== Problem details ==
Return, without pictures, the lines from the start of the data through the one that contains "Target: stream".

== Supplied information ==
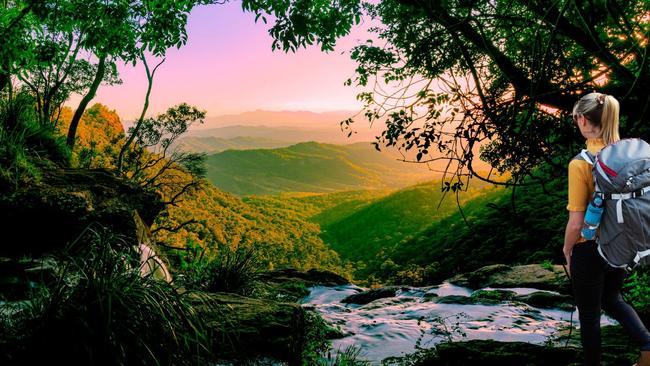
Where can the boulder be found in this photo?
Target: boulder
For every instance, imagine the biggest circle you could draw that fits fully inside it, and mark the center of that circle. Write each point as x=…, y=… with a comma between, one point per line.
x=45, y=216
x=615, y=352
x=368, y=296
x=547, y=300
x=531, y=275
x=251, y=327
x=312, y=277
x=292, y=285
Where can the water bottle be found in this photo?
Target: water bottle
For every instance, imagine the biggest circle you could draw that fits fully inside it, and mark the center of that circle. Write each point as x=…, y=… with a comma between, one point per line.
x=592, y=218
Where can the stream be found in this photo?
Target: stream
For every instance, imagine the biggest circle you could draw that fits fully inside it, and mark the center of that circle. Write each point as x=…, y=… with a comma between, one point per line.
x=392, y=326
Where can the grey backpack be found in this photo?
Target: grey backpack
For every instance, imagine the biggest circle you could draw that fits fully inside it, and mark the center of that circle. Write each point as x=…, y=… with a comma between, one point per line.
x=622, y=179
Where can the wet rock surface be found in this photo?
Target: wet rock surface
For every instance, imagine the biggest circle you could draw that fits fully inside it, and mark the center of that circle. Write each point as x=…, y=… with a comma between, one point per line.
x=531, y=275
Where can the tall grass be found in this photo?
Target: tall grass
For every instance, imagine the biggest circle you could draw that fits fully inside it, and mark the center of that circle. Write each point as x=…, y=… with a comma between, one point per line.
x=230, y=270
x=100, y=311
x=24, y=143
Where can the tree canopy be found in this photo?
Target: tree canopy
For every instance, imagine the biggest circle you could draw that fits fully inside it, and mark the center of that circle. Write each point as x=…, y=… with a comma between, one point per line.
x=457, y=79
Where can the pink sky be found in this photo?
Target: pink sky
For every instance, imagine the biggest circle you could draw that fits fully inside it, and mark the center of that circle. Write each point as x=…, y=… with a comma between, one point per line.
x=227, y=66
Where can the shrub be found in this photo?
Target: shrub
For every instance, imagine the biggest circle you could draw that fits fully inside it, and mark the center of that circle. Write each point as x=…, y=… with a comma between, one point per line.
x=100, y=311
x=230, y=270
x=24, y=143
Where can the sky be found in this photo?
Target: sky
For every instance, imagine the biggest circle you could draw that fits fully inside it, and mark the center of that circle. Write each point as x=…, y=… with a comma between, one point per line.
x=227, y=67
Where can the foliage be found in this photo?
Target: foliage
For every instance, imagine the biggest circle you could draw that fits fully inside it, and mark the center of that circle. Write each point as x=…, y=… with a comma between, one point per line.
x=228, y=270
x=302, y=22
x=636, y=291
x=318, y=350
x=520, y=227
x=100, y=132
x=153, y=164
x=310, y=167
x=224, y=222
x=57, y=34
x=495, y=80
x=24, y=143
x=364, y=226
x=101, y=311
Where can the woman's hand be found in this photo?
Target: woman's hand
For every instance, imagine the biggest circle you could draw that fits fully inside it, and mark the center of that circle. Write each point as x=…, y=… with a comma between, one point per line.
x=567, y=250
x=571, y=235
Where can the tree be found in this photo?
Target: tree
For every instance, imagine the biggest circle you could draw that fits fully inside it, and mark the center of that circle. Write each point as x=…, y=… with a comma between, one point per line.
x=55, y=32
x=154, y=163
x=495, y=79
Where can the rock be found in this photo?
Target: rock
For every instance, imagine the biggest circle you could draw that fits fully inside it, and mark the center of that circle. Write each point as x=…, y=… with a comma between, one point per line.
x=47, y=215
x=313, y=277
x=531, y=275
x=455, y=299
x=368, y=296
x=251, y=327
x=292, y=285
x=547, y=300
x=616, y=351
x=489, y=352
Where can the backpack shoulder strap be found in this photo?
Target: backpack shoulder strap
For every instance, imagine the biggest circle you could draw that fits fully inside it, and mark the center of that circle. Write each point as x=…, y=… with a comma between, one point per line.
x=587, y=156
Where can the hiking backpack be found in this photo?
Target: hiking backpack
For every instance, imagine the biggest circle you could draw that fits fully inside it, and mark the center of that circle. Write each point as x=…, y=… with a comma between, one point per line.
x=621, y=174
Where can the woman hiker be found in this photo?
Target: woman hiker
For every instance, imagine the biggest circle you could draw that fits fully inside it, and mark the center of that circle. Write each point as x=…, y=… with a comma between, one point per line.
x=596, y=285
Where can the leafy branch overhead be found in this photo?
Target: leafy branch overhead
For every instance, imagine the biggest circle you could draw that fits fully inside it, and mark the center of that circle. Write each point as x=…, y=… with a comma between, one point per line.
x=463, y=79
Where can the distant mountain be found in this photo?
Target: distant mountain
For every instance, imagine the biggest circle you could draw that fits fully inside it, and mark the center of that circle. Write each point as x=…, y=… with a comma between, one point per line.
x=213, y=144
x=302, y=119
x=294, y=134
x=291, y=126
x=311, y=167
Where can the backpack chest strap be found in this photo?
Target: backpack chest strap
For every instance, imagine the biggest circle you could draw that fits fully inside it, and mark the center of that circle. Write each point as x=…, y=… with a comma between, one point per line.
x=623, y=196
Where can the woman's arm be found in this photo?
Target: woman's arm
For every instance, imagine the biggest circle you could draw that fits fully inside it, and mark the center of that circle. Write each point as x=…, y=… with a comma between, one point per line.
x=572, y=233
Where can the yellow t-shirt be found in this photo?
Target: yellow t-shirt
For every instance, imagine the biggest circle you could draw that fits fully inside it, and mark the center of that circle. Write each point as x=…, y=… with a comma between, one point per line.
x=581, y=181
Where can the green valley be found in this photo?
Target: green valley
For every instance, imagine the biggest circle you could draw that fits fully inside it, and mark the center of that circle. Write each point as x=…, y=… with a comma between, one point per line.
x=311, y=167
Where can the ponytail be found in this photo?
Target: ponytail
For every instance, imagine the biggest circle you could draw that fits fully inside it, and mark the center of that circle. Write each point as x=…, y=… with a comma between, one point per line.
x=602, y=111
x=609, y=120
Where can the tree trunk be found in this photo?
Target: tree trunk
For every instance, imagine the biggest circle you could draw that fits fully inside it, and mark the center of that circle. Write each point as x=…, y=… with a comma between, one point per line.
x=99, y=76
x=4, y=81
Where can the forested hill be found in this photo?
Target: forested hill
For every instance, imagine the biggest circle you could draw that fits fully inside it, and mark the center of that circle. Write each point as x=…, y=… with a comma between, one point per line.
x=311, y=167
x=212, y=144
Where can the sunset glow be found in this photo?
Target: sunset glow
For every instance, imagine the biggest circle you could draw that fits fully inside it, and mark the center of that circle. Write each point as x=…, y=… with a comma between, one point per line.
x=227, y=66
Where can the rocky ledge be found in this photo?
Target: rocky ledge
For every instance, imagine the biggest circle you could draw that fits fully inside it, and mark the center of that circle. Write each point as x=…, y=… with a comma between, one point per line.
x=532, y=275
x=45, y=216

== Task output ==
Where can the boulder be found in this photo?
Target: boulder
For every instance, imagine the biggest circle you could draw that fits fully inside it, and mark the center of that circle. Write each point as x=…, y=… with a comma between, one point per line.
x=45, y=216
x=615, y=352
x=368, y=296
x=547, y=300
x=531, y=275
x=251, y=327
x=312, y=277
x=292, y=285
Where can the water bottle be found in this photo?
Target: water bottle
For every instance, imagine the biggest circle you could draw that fits fully inside it, and mark the center of that circle. Write each point as x=…, y=… with a comma between, one point per line.
x=592, y=218
Where can the stream be found in this photo?
Target: stream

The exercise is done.